• **Quoted passage**
══════
Eight Tips To Help The Search Engines
1) SEO-Friendly Domain
Purchase a domain that is easy to remember and easy to see. Some domains with 4 & 5 words strung together are impossible to read or remember. Domains should be easy for people who know your business, and they should be easy for the search engines to tell what your business is. You might have to resort to adding dashes – this is great for the search engines, the dashes help them understand that a domain has multiple words in it. And if you optimize your website appropriately – people will not have to type in the dashes, your site will be found by any number of keywords.
SECURE domains – the SSL is the “secure sockets layer” (https://) that provides security for your website. It used to be that this was required for websites that accepted credit card information. But now Google has made it a requirement for all business websites.
2) Internet Branding
In the SEO world, your website is often the center of your internet branding, your digital footprint. Consider your logo, branding colors, and any other branding elements in your website design and extend them to other Internet properties. Don’t forget a branded browser icon, your favicon – this gives visibility to your site’s brand and the icon may appear in search results, browser tabs, and elsewhere on the web. If you hire a graphic designer ask for variations of your logo to be made in sizes that are appropriate for your website and social media (you’ll need a square-shaped profile logo and some kind of landscape/rectangle shape cover photo or banner design. If you can’t afford a professional, there are sites such as canva.com where you can design a logo and the size requirements for varying social media channels.
3) Your Navigation … the Main Menu, Mobile Menu, Footer Menus
It should be pretty obvious in your menu items that you are a business doing business on the internet. Practically all business websites should have:
- About page
- Product, Service, Shop, or Practice page
- Contact page
You have 5 seconds to catch someone’s attention, if your navigation gets to busy, flowery, or creative, you could be losing people. Test your mobile menu out. And include footer menus for make it easy for your readers.
4) The Home Page, The First Page of Your Website (and sometimes the only page)
Before delving into the design of your home page please remember … people do NOT read your website like a book. Even though the home page is the first page of your website, often website visitors will NOT even come to your website via the home page, they could “land” on any page of your website.
Please do not use your home page to talk about you, about your company. The home page should be used to address your prospect’s pain, i.e. why they need your products or services. Reserves all the stuff about how great you are for the About page.
══════
• **Stored rows**
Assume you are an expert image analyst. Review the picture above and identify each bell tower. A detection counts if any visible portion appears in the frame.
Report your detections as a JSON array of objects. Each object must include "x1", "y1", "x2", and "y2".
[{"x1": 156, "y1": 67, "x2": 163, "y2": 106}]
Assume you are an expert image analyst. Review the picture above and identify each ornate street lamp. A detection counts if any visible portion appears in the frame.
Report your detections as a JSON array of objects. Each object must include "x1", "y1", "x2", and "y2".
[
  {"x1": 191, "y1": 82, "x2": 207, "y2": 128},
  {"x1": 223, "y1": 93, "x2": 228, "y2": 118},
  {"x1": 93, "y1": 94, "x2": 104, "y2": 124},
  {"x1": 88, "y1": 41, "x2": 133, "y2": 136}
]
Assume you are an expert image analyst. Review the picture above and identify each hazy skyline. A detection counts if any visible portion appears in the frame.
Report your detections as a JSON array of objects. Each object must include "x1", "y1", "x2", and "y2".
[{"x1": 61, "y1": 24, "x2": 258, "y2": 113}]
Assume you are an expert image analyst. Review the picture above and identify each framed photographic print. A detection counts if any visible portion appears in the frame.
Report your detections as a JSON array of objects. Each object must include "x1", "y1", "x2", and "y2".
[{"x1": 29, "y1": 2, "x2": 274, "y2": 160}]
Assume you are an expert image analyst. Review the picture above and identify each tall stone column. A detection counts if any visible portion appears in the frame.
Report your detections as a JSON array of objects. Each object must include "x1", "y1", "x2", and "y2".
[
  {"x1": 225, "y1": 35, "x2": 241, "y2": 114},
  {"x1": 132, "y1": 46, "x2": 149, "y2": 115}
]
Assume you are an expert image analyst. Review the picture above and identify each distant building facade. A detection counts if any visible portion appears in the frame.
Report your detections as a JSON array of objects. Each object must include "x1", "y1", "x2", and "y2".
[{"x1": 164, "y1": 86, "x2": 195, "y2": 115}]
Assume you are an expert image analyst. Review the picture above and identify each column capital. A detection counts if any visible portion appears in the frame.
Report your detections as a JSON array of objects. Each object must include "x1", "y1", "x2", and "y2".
══════
• **Required tasks**
1. From the search engine tips, copy the passage starting with "3) Your Navigation" and going on through "for your readers.".
2. According to the search engine tips, how long do you have to catch someone's attention?
3. Rewrite the paragraph of the search engine tips that begins "Purchase a domain that is easy to remember" as a brief list, keeping its main facts.

• **Answers for the tasks**
1.
3) Your Navigation … the Main Menu, Mobile Menu, Footer Menus
It should be pretty obvious in your menu items that you are a business doing business on the internet. Practically all business websites should have:
- About page
- Product, Service, Shop, or Practice page
- Contact page
You have 5 seconds to catch someone’s attention, if your navigation gets to busy, flowery, or creative, you could be losing people. Test your mobile menu out. And include footer menus for make it easy for your readers.

2. 5 seconds.

3.
- Buy a domain that is easy to remember and easy to see.
- Domains made of 4 or 5 words strung together can be impossible to read or remember.
- A domain should be easy for people who know your business, and it should let search engines tell what your business is.
- Dashes may be needed. They help search engines understand that a domain has multiple words.
- If the website is optimized appropriately, people will not have to type the dashes, because the site will be found by any number of keywords.